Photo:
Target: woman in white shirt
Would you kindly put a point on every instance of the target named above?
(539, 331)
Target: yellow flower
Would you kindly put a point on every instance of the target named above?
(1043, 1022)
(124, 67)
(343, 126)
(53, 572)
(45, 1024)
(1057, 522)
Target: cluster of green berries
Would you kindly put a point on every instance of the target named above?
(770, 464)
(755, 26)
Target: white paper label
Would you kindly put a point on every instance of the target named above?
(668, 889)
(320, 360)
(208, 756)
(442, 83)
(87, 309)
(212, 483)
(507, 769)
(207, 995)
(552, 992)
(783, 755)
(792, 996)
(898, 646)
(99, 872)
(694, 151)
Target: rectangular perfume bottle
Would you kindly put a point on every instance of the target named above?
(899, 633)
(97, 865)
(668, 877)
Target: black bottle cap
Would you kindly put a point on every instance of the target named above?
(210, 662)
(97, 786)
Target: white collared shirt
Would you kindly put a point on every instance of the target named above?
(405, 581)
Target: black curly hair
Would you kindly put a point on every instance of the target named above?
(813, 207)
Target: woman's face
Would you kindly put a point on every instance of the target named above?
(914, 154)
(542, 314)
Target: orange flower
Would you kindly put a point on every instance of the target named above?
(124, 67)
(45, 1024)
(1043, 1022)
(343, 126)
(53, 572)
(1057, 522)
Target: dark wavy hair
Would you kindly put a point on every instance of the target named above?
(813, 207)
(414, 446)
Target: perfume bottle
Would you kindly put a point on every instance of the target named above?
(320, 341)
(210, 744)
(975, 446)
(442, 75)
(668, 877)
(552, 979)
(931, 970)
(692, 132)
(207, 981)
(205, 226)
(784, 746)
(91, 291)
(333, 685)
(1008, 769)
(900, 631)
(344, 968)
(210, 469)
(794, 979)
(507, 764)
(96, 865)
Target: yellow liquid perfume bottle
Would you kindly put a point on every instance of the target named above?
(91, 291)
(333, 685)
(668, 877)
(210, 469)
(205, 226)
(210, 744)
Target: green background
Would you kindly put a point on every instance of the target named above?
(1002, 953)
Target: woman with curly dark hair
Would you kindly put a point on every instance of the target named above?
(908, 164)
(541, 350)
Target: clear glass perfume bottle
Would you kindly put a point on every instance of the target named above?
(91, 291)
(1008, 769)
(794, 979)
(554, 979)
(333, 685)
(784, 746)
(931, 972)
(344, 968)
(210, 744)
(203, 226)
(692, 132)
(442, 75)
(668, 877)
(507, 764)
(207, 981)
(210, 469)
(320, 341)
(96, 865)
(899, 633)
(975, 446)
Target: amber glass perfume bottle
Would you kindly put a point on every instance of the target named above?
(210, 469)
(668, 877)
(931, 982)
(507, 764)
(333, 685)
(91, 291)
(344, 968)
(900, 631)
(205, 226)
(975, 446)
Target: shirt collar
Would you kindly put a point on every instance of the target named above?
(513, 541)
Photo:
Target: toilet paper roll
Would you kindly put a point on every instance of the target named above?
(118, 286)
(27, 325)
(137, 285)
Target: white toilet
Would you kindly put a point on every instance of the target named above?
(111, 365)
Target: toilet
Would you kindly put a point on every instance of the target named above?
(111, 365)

**REQUIRED WORK**
Using the data above, reproduce exactly the lines from the line that contains "Target: green background" through the line that contains "Target: clear glass perfume bottle", including both.

**TASK OUTPUT**
Target: green background
Would you kindly put a point on every instance of the target named above?
(1002, 953)
Target: woman with curly dark hair
Would you kindly put a point on every instance of the target named above?
(908, 164)
(541, 350)
Target: clear glass perfume bottle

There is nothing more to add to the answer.